__Exercise aim__
Each line from the beginning of the entries below through the line that includes "Target: winding trail" must be returned exactly as given.

__Provided entries__
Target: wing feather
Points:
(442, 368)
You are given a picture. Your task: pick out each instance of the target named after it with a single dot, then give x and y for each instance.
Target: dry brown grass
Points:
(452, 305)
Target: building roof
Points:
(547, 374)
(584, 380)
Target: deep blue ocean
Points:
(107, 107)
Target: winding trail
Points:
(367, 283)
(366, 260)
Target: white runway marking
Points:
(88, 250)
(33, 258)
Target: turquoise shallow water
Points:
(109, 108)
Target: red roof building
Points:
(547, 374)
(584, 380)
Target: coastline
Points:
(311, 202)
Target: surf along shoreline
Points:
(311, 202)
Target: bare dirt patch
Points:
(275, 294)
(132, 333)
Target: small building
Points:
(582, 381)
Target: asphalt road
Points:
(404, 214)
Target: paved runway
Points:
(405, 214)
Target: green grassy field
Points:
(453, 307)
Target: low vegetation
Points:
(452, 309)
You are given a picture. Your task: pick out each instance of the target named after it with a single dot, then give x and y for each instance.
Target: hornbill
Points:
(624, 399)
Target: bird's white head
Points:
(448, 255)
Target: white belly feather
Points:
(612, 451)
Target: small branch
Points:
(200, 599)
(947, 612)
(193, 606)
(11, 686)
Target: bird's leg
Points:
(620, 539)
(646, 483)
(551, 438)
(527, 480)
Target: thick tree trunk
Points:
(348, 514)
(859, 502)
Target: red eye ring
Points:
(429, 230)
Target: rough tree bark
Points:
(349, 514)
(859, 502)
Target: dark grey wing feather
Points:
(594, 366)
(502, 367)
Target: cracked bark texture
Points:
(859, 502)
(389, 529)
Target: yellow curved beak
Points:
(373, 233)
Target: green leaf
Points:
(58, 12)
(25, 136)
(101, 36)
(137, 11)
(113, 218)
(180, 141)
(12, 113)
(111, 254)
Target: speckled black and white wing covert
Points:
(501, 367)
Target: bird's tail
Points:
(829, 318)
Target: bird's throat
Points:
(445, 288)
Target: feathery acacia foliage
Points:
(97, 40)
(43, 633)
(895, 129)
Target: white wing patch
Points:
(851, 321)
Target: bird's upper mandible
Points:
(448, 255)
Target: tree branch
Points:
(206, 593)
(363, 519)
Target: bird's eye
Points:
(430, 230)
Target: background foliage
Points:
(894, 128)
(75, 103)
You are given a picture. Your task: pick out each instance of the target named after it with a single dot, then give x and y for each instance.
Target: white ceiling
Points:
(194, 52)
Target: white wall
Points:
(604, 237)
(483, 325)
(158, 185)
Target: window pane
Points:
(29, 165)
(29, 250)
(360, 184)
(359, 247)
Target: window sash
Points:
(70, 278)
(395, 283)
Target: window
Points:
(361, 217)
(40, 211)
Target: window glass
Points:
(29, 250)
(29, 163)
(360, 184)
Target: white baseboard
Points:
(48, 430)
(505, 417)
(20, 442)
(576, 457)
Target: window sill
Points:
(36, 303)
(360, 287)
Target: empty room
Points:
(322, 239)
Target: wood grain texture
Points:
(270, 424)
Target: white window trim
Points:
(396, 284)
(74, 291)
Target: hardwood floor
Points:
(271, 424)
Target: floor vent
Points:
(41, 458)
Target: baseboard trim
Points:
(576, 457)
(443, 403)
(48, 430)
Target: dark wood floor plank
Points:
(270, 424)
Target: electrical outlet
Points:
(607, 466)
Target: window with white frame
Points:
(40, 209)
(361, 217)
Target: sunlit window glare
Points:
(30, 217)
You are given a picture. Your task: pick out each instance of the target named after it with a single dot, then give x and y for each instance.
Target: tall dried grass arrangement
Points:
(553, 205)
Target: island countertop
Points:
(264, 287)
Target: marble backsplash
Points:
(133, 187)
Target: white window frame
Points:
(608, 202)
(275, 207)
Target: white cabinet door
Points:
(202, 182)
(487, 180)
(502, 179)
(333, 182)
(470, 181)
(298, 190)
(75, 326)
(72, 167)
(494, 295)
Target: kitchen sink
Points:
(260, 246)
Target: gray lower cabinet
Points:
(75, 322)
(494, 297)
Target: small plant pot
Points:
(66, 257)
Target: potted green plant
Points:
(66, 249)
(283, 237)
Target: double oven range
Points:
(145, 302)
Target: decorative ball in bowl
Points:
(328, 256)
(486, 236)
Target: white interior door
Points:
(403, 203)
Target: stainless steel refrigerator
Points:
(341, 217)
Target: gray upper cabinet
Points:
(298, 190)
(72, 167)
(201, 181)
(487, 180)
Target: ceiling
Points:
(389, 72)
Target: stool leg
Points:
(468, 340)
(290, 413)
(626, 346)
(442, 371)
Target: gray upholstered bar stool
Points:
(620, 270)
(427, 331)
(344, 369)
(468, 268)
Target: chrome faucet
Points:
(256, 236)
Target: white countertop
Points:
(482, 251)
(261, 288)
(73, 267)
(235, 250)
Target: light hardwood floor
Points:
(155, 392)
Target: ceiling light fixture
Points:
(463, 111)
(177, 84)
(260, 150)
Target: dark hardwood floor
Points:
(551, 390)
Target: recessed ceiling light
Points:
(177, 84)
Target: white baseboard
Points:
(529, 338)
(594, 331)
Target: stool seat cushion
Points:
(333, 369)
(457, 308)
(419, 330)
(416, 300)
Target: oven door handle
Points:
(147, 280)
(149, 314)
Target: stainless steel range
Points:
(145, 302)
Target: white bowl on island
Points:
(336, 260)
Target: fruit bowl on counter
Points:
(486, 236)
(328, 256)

__Exercise result__
Target: wing feather
Points:
(442, 368)
You are given a picture. Your task: pick out each instance of the target named after it with a single dot, then give x and y for each instance.
Target: dry brown grass
Points:
(452, 305)
Target: building roof
Points:
(547, 374)
(584, 380)
Target: deep blue ocean
Points:
(107, 107)
Target: winding trail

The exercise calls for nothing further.